Lesetext
▬▬▬▬▬▬▬▬▬▬

AYOBAMI ADEBAYO: „BLEIB BEI MIR“


Seit vier Jahren sind Yejide und Akin verheiratet. Die junge Frau hat einen Bachelorgrad und führt einen eigenen Frisiersalon. Akin, den sie seit der Uni kennt, ist Manager bei einer großen Bank. Die Beiden hatten sich bei der Eheschließung Anfang der 80er Jahre gegen die in Nigeria immer noch übliche Polygamie entschieden.
Nun aber, nach vier kinderlosen Jahren, rückt ihnen Akins rückwärtsgewandte Verwandtschaft unerbittlich auf den Pelz. Die impertinente Mutter Martha stellt drastisch klar, dass eine Frau ohne Kind eigentlich gar keine Frau sei. Und die dreisten Verwandten haben hinter Yejides Rücken bereits die Weichen gestellt: Akin bekommt mit der jungen und ganz sicher fruchtbareren Funmi eine Zweitfrau. Womit Yejide zur „Iyale“, zur Erstfrau degradiert wird.
Zwar zieht die Jüngere in eine eigene Wohnung, doch Ich-Erzählerin Yejide rotiert und will sich nicht geschlagen geben. Damit beginnt denn auch „Bleib bei mir“, der Debütroman der nigeraianischen Autorin Ayobami Adebayo. In ihrer direkten und durchaus auch streitbaren Art will sich Yejide wehren und das heißt, um jeden Preis endlich schwanger werden. Auch Akin kommt als Ich-Erzähler zu Worte und erscheint bei allem modernen Denken hilflos gegen die extreme Einmischung der Familie in das Eheleben.
Während eventuelle Versuche zwischen ihm und Funmi im Dunkeln bleiben, geht Yejide in ihrer Verzweiflung sogar zu einem ominösen Guru auf dem Hügel der Wunder und unterzieht sich einer skurrilen Ziegenbeschwörung. Einerseits spottet der allgemein praktizierte Aberglauben dieser hier im Südwesten Nigerias nach außen hin so gottesfürchtigen Christenmenschen jeder Beschreibung, andererseits setzt tatsächlich ein vermeintlicher Erfolg ein.
Yejide durchlebt mit lebhaft gefeierter Erwartungsfreude eine Scheinschwangerschaft, die sie sich auch nicht von unfähigen Gynäkologen samt Apparatemedizin ausreden lässt. Was natürlich nicht gut gehen kann. Und doch kommt eine Wende, denn Akins Bruder Dotun taucht auf und – prompt wird Yejide wirklich schwanger.
Als das umjubelte Baby seinen Namensgebungstag hat, kommt bei einem nächtlichen Treppensturz auch noch Funmi ums Leben. Allerdings stirbt auch die kleine Olamide plötzlich auf rätselhafte Weise. Doch Yejide gelingt eine erneute Schwangerschaft, während der inzwischen arbeitslos gewordene Dotun trotz eigener Familie mit ins Haus zieht.

▬▬▬▬▬▬▬▬▬▬

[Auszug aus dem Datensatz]
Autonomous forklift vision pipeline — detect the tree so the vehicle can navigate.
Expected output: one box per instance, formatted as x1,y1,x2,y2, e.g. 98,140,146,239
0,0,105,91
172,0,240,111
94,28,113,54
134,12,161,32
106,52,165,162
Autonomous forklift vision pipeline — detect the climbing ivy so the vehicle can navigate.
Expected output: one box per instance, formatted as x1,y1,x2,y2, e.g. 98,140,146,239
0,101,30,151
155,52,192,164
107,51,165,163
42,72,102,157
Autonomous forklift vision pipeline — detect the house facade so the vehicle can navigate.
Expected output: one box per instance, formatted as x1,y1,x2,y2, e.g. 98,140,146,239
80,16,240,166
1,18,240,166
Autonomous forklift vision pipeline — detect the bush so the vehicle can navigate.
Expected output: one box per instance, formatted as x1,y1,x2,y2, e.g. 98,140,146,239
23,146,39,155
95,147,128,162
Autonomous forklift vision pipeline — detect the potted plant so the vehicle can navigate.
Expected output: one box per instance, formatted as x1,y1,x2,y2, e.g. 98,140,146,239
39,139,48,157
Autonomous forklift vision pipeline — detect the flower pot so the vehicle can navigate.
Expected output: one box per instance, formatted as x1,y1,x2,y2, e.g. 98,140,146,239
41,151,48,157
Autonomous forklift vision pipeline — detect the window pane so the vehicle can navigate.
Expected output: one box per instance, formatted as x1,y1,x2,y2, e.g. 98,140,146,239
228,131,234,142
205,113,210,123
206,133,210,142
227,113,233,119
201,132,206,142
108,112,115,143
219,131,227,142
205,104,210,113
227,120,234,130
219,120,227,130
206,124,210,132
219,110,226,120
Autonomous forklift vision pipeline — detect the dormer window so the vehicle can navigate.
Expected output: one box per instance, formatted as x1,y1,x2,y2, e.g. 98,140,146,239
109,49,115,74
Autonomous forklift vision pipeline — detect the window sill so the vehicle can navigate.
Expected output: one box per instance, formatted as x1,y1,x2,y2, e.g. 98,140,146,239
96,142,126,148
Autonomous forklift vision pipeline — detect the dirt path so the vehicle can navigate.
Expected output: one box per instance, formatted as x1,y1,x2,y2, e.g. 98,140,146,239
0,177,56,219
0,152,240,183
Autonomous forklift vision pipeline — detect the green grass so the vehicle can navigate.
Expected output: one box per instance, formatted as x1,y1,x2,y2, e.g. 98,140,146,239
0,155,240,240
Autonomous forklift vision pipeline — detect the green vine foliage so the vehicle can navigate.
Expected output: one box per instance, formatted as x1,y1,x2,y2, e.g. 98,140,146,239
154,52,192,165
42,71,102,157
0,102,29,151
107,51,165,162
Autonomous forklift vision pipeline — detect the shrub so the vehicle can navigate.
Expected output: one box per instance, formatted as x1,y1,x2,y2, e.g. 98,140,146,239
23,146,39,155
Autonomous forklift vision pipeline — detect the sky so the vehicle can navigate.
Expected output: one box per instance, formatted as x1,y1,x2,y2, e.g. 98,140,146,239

▬▬▬▬▬▬▬▬▬▬

Aufgaben
(A) Welchen Beruf übt Akin laut dem Text über den Roman „Bleib bei mir“ aus?
(B) Führe den Text über den Roman „Bleib bei mir“ im Anschluss an seinen letzten Satz weiter.

Lösungen
(A) Er ist Manager bei einer großen Bank.

(B)
Doch so unruhig, wie stets im Hintergrund des Geschehens das Auf und Ab Nigerias mit Putsch und wechselnden Machthabern ist, so unruhig bleibt auch Yejides Leben. Auch ihr jetzt geborener Sohn erweist sich als schwer krank. Nur mit Mühe kann Yehide herausbekommen, dass das Kind unter der Sichelzellenanämie leidet, einer meist tödlich verlaufenden Erbkrankheit.
Die anfängliche Tragikomödie ist längst zum Drama geworden, als schließlich ein drittes Kind zur Welt kommt, die kleine Rotimi – was in der Yoruba-Sprache des Ehepaares „Bleib bei mir“ heißt. Da stellt sich aber schließlich heraus, dass Akin gar nicht zeugungsfähig ist, sein Bruder aber die in Nigeria stark verbreitete Erbkrankheit in sich trägt.
All das zerreißt die einst glückliche Ehe und Yejide gibt alles auf, sogar die offenbar ebenfalls todgeweihte Rotimi. Gleichwohl sei das Ende dieser bewegenden Geschichte mit diesen teils verwirrenden Einblicken in recht fremd wirkende Lebenswelten nicht verraten, denn überraschende Wendungen gehören zu den großen Qualitäten dieses starken Romans.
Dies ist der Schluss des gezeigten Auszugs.